+++ Data to process +++

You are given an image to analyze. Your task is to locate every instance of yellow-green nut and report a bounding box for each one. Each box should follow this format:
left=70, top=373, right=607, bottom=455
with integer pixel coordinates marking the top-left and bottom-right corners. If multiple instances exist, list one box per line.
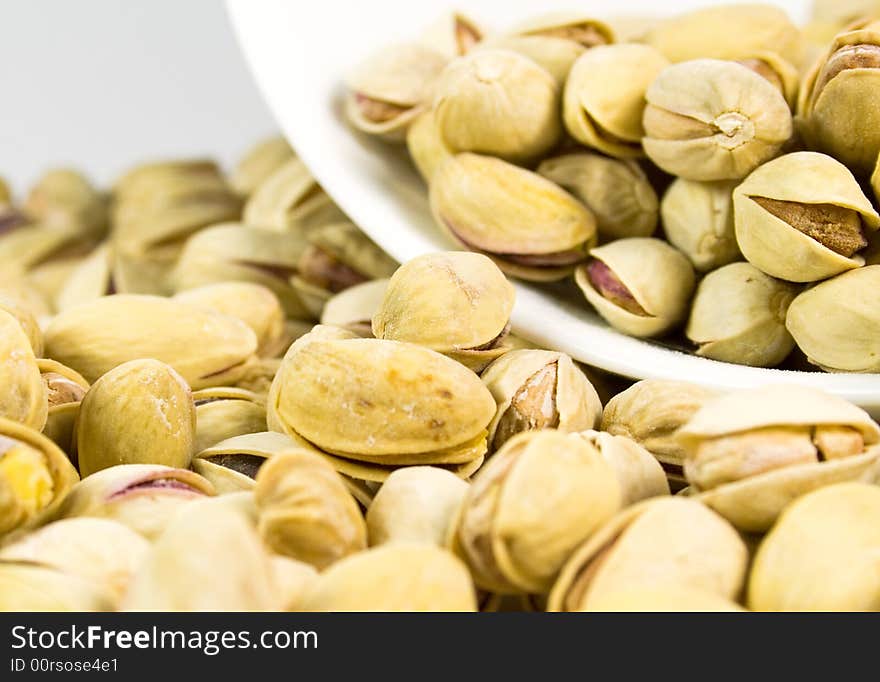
left=367, top=467, right=468, bottom=547
left=0, top=308, right=49, bottom=431
left=45, top=294, right=257, bottom=389
left=538, top=152, right=658, bottom=239
left=563, top=43, right=669, bottom=158
left=785, top=264, right=880, bottom=372
left=345, top=43, right=448, bottom=141
left=547, top=497, right=748, bottom=611
left=430, top=154, right=596, bottom=281
left=733, top=152, right=880, bottom=282
left=798, top=21, right=880, bottom=176
left=642, top=59, right=792, bottom=181
left=748, top=483, right=880, bottom=611
left=300, top=543, right=477, bottom=611
left=685, top=263, right=800, bottom=367
left=373, top=251, right=516, bottom=371
left=678, top=384, right=880, bottom=532
left=660, top=178, right=742, bottom=272
left=575, top=237, right=696, bottom=337
left=254, top=449, right=367, bottom=571
left=433, top=48, right=562, bottom=162
left=481, top=349, right=602, bottom=451
left=42, top=464, right=215, bottom=540
left=450, top=430, right=623, bottom=594
left=0, top=417, right=79, bottom=537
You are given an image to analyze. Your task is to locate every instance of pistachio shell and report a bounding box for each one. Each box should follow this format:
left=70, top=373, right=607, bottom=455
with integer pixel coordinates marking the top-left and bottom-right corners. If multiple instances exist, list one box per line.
left=45, top=294, right=257, bottom=389
left=733, top=152, right=880, bottom=282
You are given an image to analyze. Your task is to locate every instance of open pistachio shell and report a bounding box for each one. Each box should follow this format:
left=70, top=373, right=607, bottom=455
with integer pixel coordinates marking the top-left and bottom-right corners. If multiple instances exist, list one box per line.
left=538, top=152, right=658, bottom=239
left=45, top=294, right=257, bottom=389
left=430, top=154, right=596, bottom=281
left=748, top=483, right=880, bottom=611
left=481, top=349, right=602, bottom=451
left=547, top=497, right=748, bottom=611
left=301, top=543, right=477, bottom=611
left=733, top=152, right=880, bottom=282
left=451, top=430, right=622, bottom=594
left=434, top=49, right=562, bottom=162
left=685, top=263, right=799, bottom=367
left=785, top=263, right=880, bottom=372
left=642, top=59, right=792, bottom=181
left=563, top=43, right=669, bottom=158
left=660, top=178, right=742, bottom=272
left=367, top=467, right=468, bottom=547
left=575, top=237, right=696, bottom=337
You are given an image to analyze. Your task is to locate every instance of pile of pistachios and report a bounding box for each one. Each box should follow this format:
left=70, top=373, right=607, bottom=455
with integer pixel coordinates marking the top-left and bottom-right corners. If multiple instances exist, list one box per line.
left=345, top=0, right=880, bottom=372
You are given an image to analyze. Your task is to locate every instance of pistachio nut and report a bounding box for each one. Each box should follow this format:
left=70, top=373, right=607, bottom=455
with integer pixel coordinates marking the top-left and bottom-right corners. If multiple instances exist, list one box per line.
left=642, top=59, right=792, bottom=181
left=785, top=264, right=880, bottom=372
left=367, top=467, right=468, bottom=547
left=733, top=152, right=880, bottom=282
left=45, top=294, right=257, bottom=389
left=538, top=152, right=658, bottom=239
left=575, top=237, right=696, bottom=337
left=0, top=417, right=79, bottom=537
left=685, top=263, right=799, bottom=367
left=482, top=349, right=602, bottom=452
left=345, top=43, right=448, bottom=141
left=450, top=430, right=622, bottom=594
left=372, top=251, right=516, bottom=371
left=300, top=543, right=477, bottom=611
left=547, top=497, right=748, bottom=611
left=563, top=43, right=669, bottom=158
left=678, top=384, right=880, bottom=532
left=430, top=154, right=596, bottom=281
left=433, top=48, right=562, bottom=162
left=748, top=483, right=880, bottom=611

+++

== Stated goal ==
Reproduce every record above verbatim, line for line, and omit the pictures.

== Answer to the exercise ==
You are given an image to analyze. Your task is to locate every instance of yellow-green nut and report a bounding box for each one. Each box should follow this format:
left=70, top=373, right=607, bottom=455
with integer pixel coordinates marking the top-left and bottom-right corners. If multiple instances exist, list one box per line.
left=367, top=467, right=468, bottom=547
left=0, top=308, right=49, bottom=431
left=45, top=294, right=257, bottom=389
left=538, top=152, right=658, bottom=239
left=563, top=43, right=669, bottom=158
left=785, top=264, right=880, bottom=372
left=345, top=43, right=448, bottom=141
left=547, top=497, right=748, bottom=611
left=430, top=154, right=596, bottom=281
left=733, top=152, right=880, bottom=282
left=798, top=21, right=880, bottom=176
left=642, top=59, right=792, bottom=181
left=748, top=483, right=880, bottom=611
left=300, top=543, right=477, bottom=611
left=685, top=263, right=800, bottom=367
left=373, top=251, right=516, bottom=371
left=678, top=384, right=880, bottom=532
left=660, top=178, right=742, bottom=272
left=575, top=237, right=696, bottom=337
left=254, top=449, right=367, bottom=571
left=433, top=48, right=562, bottom=162
left=481, top=349, right=602, bottom=451
left=42, top=464, right=215, bottom=540
left=450, top=430, right=623, bottom=594
left=0, top=417, right=79, bottom=537
You are given an image to analyze. Your task is to locate every instance of pistachio shell and report a bounding box for each one. Each box should follow this format:
left=70, top=373, right=607, bottom=455
with integer pixel coordinates marking the top-left and bottom-right corners. If multiple instances exist, list one box per line.
left=45, top=294, right=257, bottom=389
left=733, top=152, right=880, bottom=282
You are given an image to analyze. Your task is to locate every instance of open pistachio shell and report a bounding box for each one. Each box should follow this format:
left=70, top=373, right=607, bottom=455
with integer pixel coordinates marking the top-left and bottom-right corners. If multiple instances exist, list one box per line.
left=538, top=152, right=658, bottom=239
left=45, top=294, right=257, bottom=389
left=430, top=154, right=596, bottom=281
left=748, top=483, right=880, bottom=611
left=481, top=349, right=602, bottom=451
left=547, top=497, right=748, bottom=611
left=301, top=543, right=477, bottom=611
left=733, top=152, right=880, bottom=282
left=451, top=430, right=622, bottom=594
left=434, top=49, right=562, bottom=162
left=685, top=263, right=799, bottom=367
left=785, top=263, right=880, bottom=372
left=642, top=59, right=792, bottom=181
left=563, top=43, right=669, bottom=158
left=660, top=178, right=742, bottom=272
left=367, top=467, right=468, bottom=547
left=575, top=237, right=696, bottom=337
You are given an image to analyze. Your task is to locate every instance of pile of pistachios and report a bounding box for each one. Each box should follow this format:
left=70, top=373, right=607, bottom=455
with integer pixel coordinates marking the top-left and bottom-right corners. If multiple instances exist, list one box per line.
left=345, top=0, right=880, bottom=372
You are given an image to analyze. Your task is to locate every instance of pistachio nut and report a bounding box for each one. Each box should follow this format:
left=70, top=373, right=607, bottom=455
with integer pixel coordinates marking the top-left and bottom-right corners. If multiple instances exist, list one box per line.
left=642, top=59, right=792, bottom=181
left=785, top=264, right=880, bottom=372
left=367, top=467, right=468, bottom=547
left=733, top=152, right=880, bottom=282
left=45, top=294, right=257, bottom=389
left=538, top=152, right=658, bottom=239
left=575, top=237, right=696, bottom=337
left=0, top=417, right=79, bottom=537
left=685, top=263, right=799, bottom=367
left=482, top=349, right=602, bottom=452
left=345, top=43, right=448, bottom=141
left=450, top=430, right=622, bottom=594
left=372, top=251, right=516, bottom=371
left=300, top=543, right=477, bottom=611
left=547, top=497, right=748, bottom=611
left=563, top=43, right=669, bottom=158
left=678, top=384, right=880, bottom=532
left=430, top=154, right=596, bottom=281
left=433, top=48, right=562, bottom=162
left=748, top=483, right=880, bottom=611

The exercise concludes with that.